Our son Michael’s birthday was last Wednesday, and even though it’s been over five years since his passing, my husband and I still haven’t quite figured out how to honor this most important day of our lives.
Something is over, and it feels a bit awkward celebrating a new beginning when it’s already past and gone. When something is over, it’s not just different or changed. It’s done, complete, final. Never to be again.
I woke this April 3rd wondering, when life and death intersect, what, then, are the rules?
The Rules Are: There Are No Rules!
A friend mockingly tells me that her uncle still goes to the cemetery every day to visit his wife of fifty years. “He should be over this by now,” she tells me. “After all, she’s been gone almost six years.”
My brain gets stuck on the numbers as I respectfully listen. Can six years really erase a lifetime of loving?
Death makes you stupid. You do crazy things when you don’t know what else to do. Nothing is intended to be morbid. No one wants to get stuck in grief. You just do whatever you can to love, remember, and get through. There really are no rules. There simply can’t be.
To those who would mock or judge, I would say, either you have never significantly loved such that you understand the suffering of loss. Or, perhaps, worse still, you have denied yourself the experience of grief.

REQUIREMENTS:
1. Can you answer these from the essay on grief?
(a) How long has it been since Michael's passing?
(b) Where does the friend's uncle go every day?
(c) How long has the uncle's wife been gone?
2. Could you carry the essay on grief forward from its last sentence?
The listing after this comes from a different source than the essay on grief.

MATERIAL SHOWN:
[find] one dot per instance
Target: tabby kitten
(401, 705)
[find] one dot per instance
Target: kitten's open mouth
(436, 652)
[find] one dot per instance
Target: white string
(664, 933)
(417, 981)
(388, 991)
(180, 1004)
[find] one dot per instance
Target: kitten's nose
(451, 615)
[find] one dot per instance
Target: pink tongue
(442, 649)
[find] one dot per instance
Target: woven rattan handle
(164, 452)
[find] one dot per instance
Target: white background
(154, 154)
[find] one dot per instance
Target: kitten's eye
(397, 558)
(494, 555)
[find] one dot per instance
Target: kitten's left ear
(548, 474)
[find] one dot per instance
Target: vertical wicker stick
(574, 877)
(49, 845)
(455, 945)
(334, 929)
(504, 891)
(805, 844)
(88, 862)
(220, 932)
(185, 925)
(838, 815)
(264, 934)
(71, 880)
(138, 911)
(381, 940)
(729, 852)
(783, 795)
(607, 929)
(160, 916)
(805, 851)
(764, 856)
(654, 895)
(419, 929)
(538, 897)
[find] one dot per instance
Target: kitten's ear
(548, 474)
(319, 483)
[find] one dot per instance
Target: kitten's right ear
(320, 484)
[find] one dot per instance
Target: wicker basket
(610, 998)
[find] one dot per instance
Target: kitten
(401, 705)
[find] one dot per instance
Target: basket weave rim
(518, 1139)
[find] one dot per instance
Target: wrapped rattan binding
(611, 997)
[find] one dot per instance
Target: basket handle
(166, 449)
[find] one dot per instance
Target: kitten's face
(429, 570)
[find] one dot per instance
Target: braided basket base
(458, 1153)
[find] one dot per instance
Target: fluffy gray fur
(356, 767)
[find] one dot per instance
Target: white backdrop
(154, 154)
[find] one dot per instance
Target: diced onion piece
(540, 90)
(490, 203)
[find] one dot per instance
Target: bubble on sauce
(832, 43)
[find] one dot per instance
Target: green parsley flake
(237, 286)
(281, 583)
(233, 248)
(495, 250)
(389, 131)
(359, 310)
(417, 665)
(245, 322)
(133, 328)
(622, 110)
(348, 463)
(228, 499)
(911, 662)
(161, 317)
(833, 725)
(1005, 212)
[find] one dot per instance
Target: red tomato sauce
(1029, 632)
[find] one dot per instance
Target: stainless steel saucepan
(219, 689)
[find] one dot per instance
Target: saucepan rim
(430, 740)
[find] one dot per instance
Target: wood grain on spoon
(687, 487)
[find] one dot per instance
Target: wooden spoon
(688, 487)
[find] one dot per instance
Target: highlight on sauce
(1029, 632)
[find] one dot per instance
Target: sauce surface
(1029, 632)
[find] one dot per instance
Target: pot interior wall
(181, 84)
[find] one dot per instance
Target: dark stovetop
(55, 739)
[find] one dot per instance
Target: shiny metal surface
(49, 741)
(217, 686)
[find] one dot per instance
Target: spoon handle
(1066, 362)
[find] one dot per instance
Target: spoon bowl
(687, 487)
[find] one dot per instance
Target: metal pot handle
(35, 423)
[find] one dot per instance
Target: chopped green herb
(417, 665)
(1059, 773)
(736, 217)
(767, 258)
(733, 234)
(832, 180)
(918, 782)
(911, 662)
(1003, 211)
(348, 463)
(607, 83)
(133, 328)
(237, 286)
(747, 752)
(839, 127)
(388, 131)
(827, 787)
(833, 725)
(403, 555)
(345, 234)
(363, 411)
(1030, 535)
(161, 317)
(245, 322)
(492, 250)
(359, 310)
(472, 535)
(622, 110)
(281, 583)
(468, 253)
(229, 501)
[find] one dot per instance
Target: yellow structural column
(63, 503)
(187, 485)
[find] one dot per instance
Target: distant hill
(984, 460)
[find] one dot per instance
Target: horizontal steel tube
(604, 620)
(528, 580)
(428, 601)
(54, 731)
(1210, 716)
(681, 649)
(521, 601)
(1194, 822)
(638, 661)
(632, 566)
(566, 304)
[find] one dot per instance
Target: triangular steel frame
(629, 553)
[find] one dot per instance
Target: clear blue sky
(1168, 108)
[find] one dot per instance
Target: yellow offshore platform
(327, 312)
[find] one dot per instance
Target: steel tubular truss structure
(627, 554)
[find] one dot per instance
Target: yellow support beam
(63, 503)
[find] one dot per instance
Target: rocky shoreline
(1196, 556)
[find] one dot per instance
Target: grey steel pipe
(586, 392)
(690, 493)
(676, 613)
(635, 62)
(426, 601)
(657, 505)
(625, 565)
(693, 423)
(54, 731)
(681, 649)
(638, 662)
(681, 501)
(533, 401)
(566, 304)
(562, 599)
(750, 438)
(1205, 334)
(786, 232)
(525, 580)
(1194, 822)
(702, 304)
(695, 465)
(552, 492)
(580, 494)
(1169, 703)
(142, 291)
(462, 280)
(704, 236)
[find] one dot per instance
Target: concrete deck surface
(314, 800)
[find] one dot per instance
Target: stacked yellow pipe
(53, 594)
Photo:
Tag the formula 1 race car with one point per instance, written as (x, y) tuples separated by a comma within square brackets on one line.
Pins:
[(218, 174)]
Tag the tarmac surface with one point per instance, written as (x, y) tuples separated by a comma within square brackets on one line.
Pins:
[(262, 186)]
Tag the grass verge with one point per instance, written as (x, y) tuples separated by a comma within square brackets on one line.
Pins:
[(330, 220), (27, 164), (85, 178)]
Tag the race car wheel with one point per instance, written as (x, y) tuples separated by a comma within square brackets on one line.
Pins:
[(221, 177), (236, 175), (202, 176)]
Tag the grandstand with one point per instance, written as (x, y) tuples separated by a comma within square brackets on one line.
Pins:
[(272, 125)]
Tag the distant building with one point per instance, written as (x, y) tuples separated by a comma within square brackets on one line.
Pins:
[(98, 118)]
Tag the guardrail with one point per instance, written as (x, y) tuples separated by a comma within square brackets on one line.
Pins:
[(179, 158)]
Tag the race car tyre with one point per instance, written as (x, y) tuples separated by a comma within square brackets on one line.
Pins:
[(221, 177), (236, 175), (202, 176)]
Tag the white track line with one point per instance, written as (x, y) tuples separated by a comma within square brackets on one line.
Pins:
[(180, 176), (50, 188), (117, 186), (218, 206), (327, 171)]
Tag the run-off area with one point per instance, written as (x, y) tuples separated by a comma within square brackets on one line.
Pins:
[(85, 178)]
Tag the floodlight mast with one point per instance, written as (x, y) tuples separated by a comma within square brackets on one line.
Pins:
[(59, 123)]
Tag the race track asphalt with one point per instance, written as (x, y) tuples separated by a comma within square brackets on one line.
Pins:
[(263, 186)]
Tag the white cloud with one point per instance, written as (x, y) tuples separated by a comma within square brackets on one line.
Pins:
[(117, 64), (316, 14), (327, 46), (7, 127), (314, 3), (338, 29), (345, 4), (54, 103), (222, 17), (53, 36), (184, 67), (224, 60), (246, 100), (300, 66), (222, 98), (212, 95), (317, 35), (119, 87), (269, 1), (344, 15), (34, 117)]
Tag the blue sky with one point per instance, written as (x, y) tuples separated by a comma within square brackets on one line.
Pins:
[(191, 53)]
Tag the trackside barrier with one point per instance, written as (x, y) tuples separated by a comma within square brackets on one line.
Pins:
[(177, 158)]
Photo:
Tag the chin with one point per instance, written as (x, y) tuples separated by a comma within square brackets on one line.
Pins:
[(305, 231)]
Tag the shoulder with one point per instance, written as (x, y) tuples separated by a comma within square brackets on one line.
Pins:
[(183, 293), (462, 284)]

ANSWERS GIVEN:
1.
(a) Over five years.
(b) To the cemetery, to visit his wife.
(c) Almost six years.

2.
I decided years ago to give grief it’s time, but I refused to let it claim victory over me. I would learn to remember the joy of Michael, the life over the loss.
On this April 3rd, I sat in the patio basking in the warmth of spring. Only days before, I had stumbled upon a book, Lament for a Son (1987). Somehow it had mysteriously appeared among hundreds of books on my overcrowded shelves. I don’t know where it came from or how it got there.
My mind plays a silly trick: A gift from Michael perhaps? I leap to a memory of his childlike voice. “When I grow up, Mommy, I’m going to buy you a Lamborghini.”
Grief is stupid, too. One object of insignificance suddenly takes on new meaning; the heart leaps to a now cherished memory. I savor it like a rich piece of chocolate. Please, God, don’t let the memory melt away.
Suddenly, this dusty book becomes a must read, as in right now, today. It is, after all, a gift from Heaven, miraculously calling my attention on this most important day.
I move from the patio to the couch to curl up with my new found book. Reality strikes. There are no more gifts from Michael. Truth is, I was probably drawn to this book sometime after his passing, and don’t remember the purchase. Maybe a gift from a friend? Who knows. Does it really matter?
I commit to the read. It is glorious.
I am lost in the beauty of the words as they float across the page. And, I remember what it was like to love… and to lose… all that mattered.
In some strange, crazy way, there is comfort in remembering. Perhaps it’s the love that carries us.
In writing of the loss of his own son, Mr. Wolterstorff addresses the importance of giving voice to the pain of loss when something is over.
In Lament, he eloquently writes:
“The wound is no longer raw. But it has not disappeared. That is as it should be. If he was worth loving, he is worth grieving over. Grief is existential testimony to the worthy of the one loved. That worth abides.”
I couldn’t agree more.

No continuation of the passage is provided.